Objective> In the stretch of the records from the line containing "For the evaluation set, pick out each instance of the dormer" through the end of the records, change "single dot" to "single mark" and write out that stretch again, leaving everything else untouched.
..............................
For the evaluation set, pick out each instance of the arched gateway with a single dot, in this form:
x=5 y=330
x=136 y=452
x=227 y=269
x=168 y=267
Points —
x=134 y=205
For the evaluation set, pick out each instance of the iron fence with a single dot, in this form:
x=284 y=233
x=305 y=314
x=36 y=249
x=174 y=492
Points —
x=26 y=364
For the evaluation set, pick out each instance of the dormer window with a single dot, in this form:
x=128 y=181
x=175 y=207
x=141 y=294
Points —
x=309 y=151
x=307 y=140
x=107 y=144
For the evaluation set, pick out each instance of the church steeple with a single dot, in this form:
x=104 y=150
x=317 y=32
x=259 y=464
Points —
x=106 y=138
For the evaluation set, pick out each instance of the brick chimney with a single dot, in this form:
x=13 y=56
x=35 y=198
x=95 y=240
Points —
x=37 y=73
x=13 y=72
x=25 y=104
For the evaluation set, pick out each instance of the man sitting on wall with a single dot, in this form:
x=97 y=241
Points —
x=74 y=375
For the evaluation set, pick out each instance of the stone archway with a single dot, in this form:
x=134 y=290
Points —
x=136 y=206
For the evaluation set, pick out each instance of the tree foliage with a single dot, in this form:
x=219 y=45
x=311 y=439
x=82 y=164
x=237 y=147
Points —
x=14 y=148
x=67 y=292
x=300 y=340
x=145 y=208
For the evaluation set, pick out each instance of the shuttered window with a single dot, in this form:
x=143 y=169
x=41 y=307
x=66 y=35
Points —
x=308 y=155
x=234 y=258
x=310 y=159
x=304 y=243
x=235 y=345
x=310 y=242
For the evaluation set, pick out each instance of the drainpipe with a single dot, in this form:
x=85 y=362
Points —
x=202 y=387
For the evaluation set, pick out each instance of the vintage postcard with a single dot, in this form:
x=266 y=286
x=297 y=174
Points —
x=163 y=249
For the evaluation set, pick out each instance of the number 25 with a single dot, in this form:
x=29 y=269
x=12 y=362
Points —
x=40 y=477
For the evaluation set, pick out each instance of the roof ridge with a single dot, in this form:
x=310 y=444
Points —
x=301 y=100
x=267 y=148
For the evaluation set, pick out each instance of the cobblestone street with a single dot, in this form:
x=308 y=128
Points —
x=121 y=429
..............................
Full solution>
For the evaluation set, pick out each instance of the dormer window with a single mark, in this form:
x=128 y=181
x=175 y=207
x=141 y=294
Points —
x=309 y=151
x=307 y=140
x=107 y=144
For the evaluation set, pick out each instance of the church steeple with a single mark, in this form:
x=104 y=150
x=317 y=32
x=259 y=464
Points —
x=106 y=138
For the evaluation set, pick out each instance of the brick chimney with a single mark, in this form:
x=13 y=56
x=35 y=198
x=95 y=240
Points —
x=37 y=73
x=13 y=72
x=25 y=104
For the evaluation set, pick out each instance of the man sitting on wall with a single mark, in this form:
x=97 y=241
Points —
x=74 y=375
For the evaluation set, pick out each instance of the stone archway with a single mark, in this form:
x=134 y=290
Points —
x=136 y=206
For the evaluation set, pick out each instance of the tree foliage with a single mark, in this form:
x=219 y=45
x=311 y=439
x=82 y=164
x=237 y=147
Points —
x=14 y=148
x=67 y=292
x=300 y=340
x=145 y=208
For the evaluation set, pick out each instance of the shuttered window with a single mark, in this form:
x=143 y=169
x=41 y=307
x=66 y=35
Points —
x=308 y=155
x=234 y=258
x=310 y=159
x=304 y=243
x=235 y=345
x=310 y=242
For the evaluation set, pick out each instance of the drainpipe with a single mark, in this form:
x=85 y=362
Points —
x=202 y=387
For the evaluation set, pick out each instance of the vintage postcard with a single mark, in this form:
x=266 y=286
x=297 y=174
Points —
x=163 y=249
For the evaluation set, pick out each instance of the number 25 with a single mark, in this form:
x=29 y=269
x=12 y=362
Points —
x=40 y=477
For the evaluation set, pick out each instance of the roof ridge with a single mark, in this form:
x=310 y=444
Points —
x=301 y=100
x=267 y=148
For the evaluation set, pick out each instance of the cobblestone street with a single mark, in this form:
x=308 y=128
Points —
x=121 y=429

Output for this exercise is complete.